Down to the last line, repeat the data below exactly.

[Entries shown]
◇ ◇ ◇ ◇ ◇
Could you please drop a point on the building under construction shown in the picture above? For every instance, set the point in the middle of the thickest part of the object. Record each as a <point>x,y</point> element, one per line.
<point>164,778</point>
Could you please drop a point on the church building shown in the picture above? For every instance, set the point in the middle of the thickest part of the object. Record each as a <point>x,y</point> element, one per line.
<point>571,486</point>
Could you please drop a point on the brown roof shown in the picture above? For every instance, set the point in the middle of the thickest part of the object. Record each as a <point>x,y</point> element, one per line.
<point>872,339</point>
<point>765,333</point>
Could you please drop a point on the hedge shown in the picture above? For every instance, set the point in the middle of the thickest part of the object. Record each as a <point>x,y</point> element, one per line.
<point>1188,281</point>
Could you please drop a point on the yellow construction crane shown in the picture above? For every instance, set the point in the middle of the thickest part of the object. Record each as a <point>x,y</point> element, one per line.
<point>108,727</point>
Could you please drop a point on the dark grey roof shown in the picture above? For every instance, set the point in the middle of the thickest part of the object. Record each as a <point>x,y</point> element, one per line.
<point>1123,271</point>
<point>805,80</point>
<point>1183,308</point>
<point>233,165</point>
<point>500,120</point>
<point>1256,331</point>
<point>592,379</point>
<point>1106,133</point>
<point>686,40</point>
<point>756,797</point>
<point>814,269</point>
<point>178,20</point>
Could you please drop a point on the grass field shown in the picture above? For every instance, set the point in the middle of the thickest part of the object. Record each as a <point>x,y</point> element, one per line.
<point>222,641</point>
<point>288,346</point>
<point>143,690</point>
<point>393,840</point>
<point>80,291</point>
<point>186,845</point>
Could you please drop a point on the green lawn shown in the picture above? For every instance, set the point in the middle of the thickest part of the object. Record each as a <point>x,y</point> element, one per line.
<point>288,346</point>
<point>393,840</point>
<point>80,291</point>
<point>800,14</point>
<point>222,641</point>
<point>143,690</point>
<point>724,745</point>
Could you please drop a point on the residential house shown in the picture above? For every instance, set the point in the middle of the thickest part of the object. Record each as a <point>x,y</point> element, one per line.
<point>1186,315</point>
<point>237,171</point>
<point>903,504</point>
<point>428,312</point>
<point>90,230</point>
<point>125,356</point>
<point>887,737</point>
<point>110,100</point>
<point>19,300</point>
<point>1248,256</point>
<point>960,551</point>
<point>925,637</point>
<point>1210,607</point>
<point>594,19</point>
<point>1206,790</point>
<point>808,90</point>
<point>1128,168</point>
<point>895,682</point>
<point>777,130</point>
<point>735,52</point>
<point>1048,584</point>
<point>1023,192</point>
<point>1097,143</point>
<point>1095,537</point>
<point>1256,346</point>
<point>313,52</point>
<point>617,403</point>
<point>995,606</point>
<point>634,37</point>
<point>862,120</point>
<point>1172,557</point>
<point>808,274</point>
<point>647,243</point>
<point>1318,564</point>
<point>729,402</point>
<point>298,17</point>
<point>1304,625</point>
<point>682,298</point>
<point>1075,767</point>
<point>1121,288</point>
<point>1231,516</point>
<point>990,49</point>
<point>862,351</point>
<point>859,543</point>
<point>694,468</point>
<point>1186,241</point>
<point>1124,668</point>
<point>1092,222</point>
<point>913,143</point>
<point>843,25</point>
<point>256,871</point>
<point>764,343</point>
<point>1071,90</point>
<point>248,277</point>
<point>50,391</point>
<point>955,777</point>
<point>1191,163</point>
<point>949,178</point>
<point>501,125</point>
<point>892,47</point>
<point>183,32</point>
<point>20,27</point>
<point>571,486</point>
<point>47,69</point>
◇ ◇ ◇ ◇ ◇
[Result for this exercise]
Could you please drop a point on the building under construction shown in the picture above? For every instance, set the point in the middle of the thickest part of the object. Record each as a <point>x,y</point> element, one per line.
<point>164,778</point>
Could you please drop a point on the church building shown in the picture above? For every instance, set the point in the middle of the thickest part of the object. Record each as a <point>x,y</point> element, one per line.
<point>571,486</point>
Could you please drop a point on the brown roof shown in the picture above? For every instance, set the point in the middle of the thickest part of the object. Record each as a <point>x,y</point> element, one per line.
<point>872,339</point>
<point>765,333</point>
Could you please drop a point on the hedge shown in the picture above? For every instance, set the point in the middle of the thickest part of the object. Record each as a <point>x,y</point> element, one per line.
<point>1188,281</point>
Could you please drop a point on the yellow construction crane shown in the picture above? For every instance, set the point in the middle of the thickest part of the object. Record each as a <point>x,y</point> element, one per line.
<point>108,727</point>
Could you please drop a point on the dark grey roof shown in the picture above? For every instance, set the point in the middle of the thickest part of the object. Record each as a <point>x,y</point> element, one per line.
<point>1123,271</point>
<point>805,80</point>
<point>1183,308</point>
<point>233,165</point>
<point>500,120</point>
<point>1256,331</point>
<point>592,379</point>
<point>1106,133</point>
<point>686,40</point>
<point>756,797</point>
<point>814,269</point>
<point>178,20</point>
Could you please drop a point on the grass field shown in the picture above? For every instance, set the point in the middle of the thickest part of the object. Record each as a <point>x,y</point> element, one per line.
<point>222,641</point>
<point>288,346</point>
<point>143,690</point>
<point>393,840</point>
<point>80,291</point>
<point>186,845</point>
Could you please drop a point on the green lawn shown in the picture above? For every instance, set the point in the middle of the thickest part of the object. Record each as a <point>x,y</point> element, one per line.
<point>288,346</point>
<point>393,840</point>
<point>80,291</point>
<point>800,14</point>
<point>222,641</point>
<point>143,690</point>
<point>724,745</point>
Could you please drop a point on the residential house shown in the picture above? For every instance, set the point in the middle of the thickest part of the object. Record each as a <point>x,y</point> element, one per line.
<point>1186,315</point>
<point>237,171</point>
<point>903,504</point>
<point>428,312</point>
<point>90,230</point>
<point>125,356</point>
<point>887,737</point>
<point>110,100</point>
<point>19,300</point>
<point>1248,256</point>
<point>960,551</point>
<point>925,637</point>
<point>1210,607</point>
<point>594,19</point>
<point>1206,790</point>
<point>808,90</point>
<point>1128,168</point>
<point>895,682</point>
<point>777,130</point>
<point>735,52</point>
<point>1048,584</point>
<point>1023,192</point>
<point>1097,143</point>
<point>1095,537</point>
<point>1256,346</point>
<point>313,52</point>
<point>617,403</point>
<point>995,606</point>
<point>634,37</point>
<point>862,120</point>
<point>1172,557</point>
<point>808,274</point>
<point>647,243</point>
<point>1318,564</point>
<point>729,402</point>
<point>298,17</point>
<point>1304,625</point>
<point>682,298</point>
<point>1075,767</point>
<point>1121,288</point>
<point>1231,516</point>
<point>990,49</point>
<point>862,351</point>
<point>859,543</point>
<point>694,468</point>
<point>1186,241</point>
<point>1124,668</point>
<point>1092,222</point>
<point>913,143</point>
<point>843,25</point>
<point>256,871</point>
<point>764,343</point>
<point>1071,90</point>
<point>248,277</point>
<point>50,391</point>
<point>955,777</point>
<point>1191,163</point>
<point>949,178</point>
<point>501,125</point>
<point>892,47</point>
<point>183,32</point>
<point>20,27</point>
<point>571,486</point>
<point>47,69</point>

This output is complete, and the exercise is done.